Selected text: Begin
Freshman manages high school and cystic fibrosis
Nov. 6, 2013 at 5:06 a.m.
Abdominal pain dropped Brandyn Seals to his knees in April. Tina and Kenny Seals packed their bags and drove their only child, a 14-year-old freshman at St. Joseph High School, to Texas Children's Hospitalin Houston.
They could not know that the two-hour trip would end in irreversible changes to their son's life.
Ten minutes before surgery to remove Brandyn's gall bladder, the doctors learned that pancreatitis associated with a genetic disorder was the cause of his pain. Tests revealed that Brandyn has cystic fibrosis.
The news forced the teenager to briefly reconsidered his dreams to attend Texas A&M University and become a veterinarian when he learned the average life expectancy for a person with his disease is 37.
"I didn't know if I wanted to go to school until I was 26, and then pay off a car," Brandyn said. "I thought I might just go to work and go fishing."
His parents immediately scheduled an appointment for their son to discuss his concerns with his team of caregivers at the hospital.
Doctors told Brandyn he could live a long life if he managed his disease properly with the tools they gave him.
Aside from his recent diagnosis, Brandyn is a typical teenager. He hangs out with his friends, talks during class, plays football and soccer, attends Sea World camp during the summer, and fishes for trout and flounder.
His excruciating abdominal pain began in February, but went undiagnosed at two hospitals before his parents took him to Houston.
"Doctors say pancreatitis is one of the most painful condition a man can have - that it rivals labor pains," his mother said.
Selected text: End
Extracted information: Begin
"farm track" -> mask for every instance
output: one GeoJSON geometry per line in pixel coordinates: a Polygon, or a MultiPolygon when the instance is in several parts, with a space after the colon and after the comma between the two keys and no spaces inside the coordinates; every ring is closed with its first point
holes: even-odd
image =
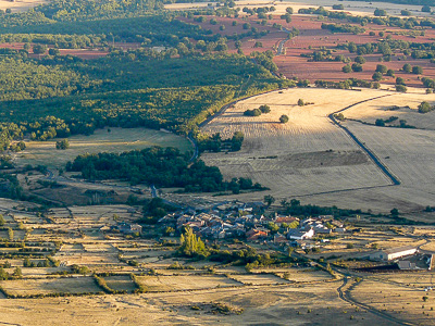
{"type": "MultiPolygon", "coordinates": [[[[393,323],[395,323],[395,324],[397,324],[397,325],[406,325],[406,326],[414,325],[414,324],[409,323],[409,322],[400,321],[400,319],[398,319],[398,318],[396,318],[396,317],[394,317],[394,316],[391,316],[391,315],[389,315],[389,314],[387,314],[387,313],[384,313],[384,312],[378,311],[378,310],[376,310],[376,309],[374,309],[374,308],[372,308],[372,306],[370,306],[370,305],[368,305],[368,304],[365,304],[365,303],[362,303],[362,302],[360,302],[360,301],[355,300],[355,299],[350,296],[350,289],[349,289],[349,290],[345,290],[345,291],[343,290],[343,288],[344,288],[346,285],[347,285],[347,277],[345,277],[345,278],[343,279],[343,285],[340,285],[340,286],[337,288],[338,297],[339,297],[343,301],[346,301],[346,302],[348,302],[348,303],[350,303],[350,304],[353,304],[353,305],[357,305],[357,306],[359,306],[359,308],[361,308],[361,309],[364,309],[365,311],[368,311],[368,312],[370,312],[370,313],[372,313],[372,314],[374,314],[374,315],[376,315],[376,316],[378,316],[378,317],[382,317],[382,318],[384,318],[384,319],[387,319],[387,321],[389,321],[389,322],[393,322],[393,323]]],[[[350,287],[353,288],[355,286],[356,286],[356,285],[353,284],[353,285],[351,285],[350,287]]]]}
{"type": "MultiPolygon", "coordinates": [[[[385,96],[380,96],[380,97],[366,99],[366,100],[363,100],[363,101],[359,101],[359,102],[353,103],[353,104],[351,104],[349,106],[346,106],[344,109],[340,109],[340,110],[338,110],[336,112],[331,113],[327,117],[333,122],[334,125],[336,125],[338,128],[341,128],[347,135],[349,135],[349,137],[369,155],[369,158],[373,161],[373,163],[376,164],[377,167],[380,167],[381,171],[391,180],[391,185],[389,185],[389,186],[398,186],[398,185],[400,185],[400,180],[389,172],[387,166],[384,165],[381,162],[381,160],[364,143],[362,143],[361,140],[359,140],[357,138],[357,136],[355,136],[355,134],[352,131],[350,131],[347,127],[345,127],[344,125],[338,123],[337,120],[334,116],[335,114],[344,112],[346,110],[349,110],[349,109],[351,109],[351,108],[353,108],[353,106],[356,106],[358,104],[370,102],[370,101],[377,100],[377,99],[381,99],[381,98],[390,97],[390,96],[394,96],[394,95],[385,95],[385,96]]],[[[373,187],[373,188],[375,188],[375,187],[373,187]]]]}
Extracted information: End
**Tasks to complete**
[1] In the article about Brandyn Seals, what did doctors learn was causing his pain ten minutes before his gall bladder surgery?
[2] Continue the article about Brandyn Seals, picking up right after its final sentence.

**Responses for each task**
[1] Pancreatitis associated with a genetic disorder.

[2]
The sharp stabs last an average of one minute, but have lasted as long as five. Time between attacks varies from seconds to hours. A morphine drip relaxes Brandyn, but nothing can stop the pain.
"At first, I was angry at the other hospitals because they couldn't stop his pain," Kenny Seals, his father, said. "Later, I understood that they couldn't stop it."
As Brandyn learned the freshman ropes in a new school, he also adjusted to a broken thumb that kept him from playing football for six weeks, copious amounts of makeup work and a new regimen to manage his health.
The teenager must avoid greasy foods, consume digestive enzymes every time he eats, take vitamins A,D,E and K twice a day, and perform breathing treatments twice a day for the rest of his life.
"At first his friends left the bedroom when he had his breathing treatments," his mother, Tina Seals, said. "Now they spread out on the bed with him."
Brandyn's 30-minute treatments begin with puffs of an inhaler to clear his airways. A nebulizer feeds his lungs with saline mist through a face mask while a vest vibrates his chest rapidly to break up the mucus. Intermittent huff coughs bring up the gunk.
Brandyn has also received support from his classmates' parents.
About 70 of Brandyn's friends and their parents filled the Seals' home a couple of days after his return from the hospital.
"There were lots of questions and lots of tears," his mother said. "The disease sounds pretty scary when you read about it online."
Cystic fibrosis is a genetic disease of the lungs and digestive system that affects only 30,000 children and adults in the United States, said Sally Mason, a registered nurse and cystic fibrosis coordinator for Texas Children's Hospital.
"Our child life specialist helps children cope with and understand their disease at age-appropriate levels," Mason said.
The average age of diagnosis in Texas was 18 months until newborn screening began in 2009. Today, the average age is 6 to 8 weeks, she said.
Brandyn had some respiratory issues when he was young - sinus infections and allergies - but nothing that seemed unusual, his mother said.
"Doctors said his lungs are in good shape because he was so active," she said.
In people who have cystic fibrosis, water and sodium do not move through the cells of the body properly, which makes mucus dry, thick and sticky, Mason said. The goo accumulates in the lungs and blocks the flow of digestive enzymes to the stomach.
"Liquids in the body are like maple syrup in CF patients," she said.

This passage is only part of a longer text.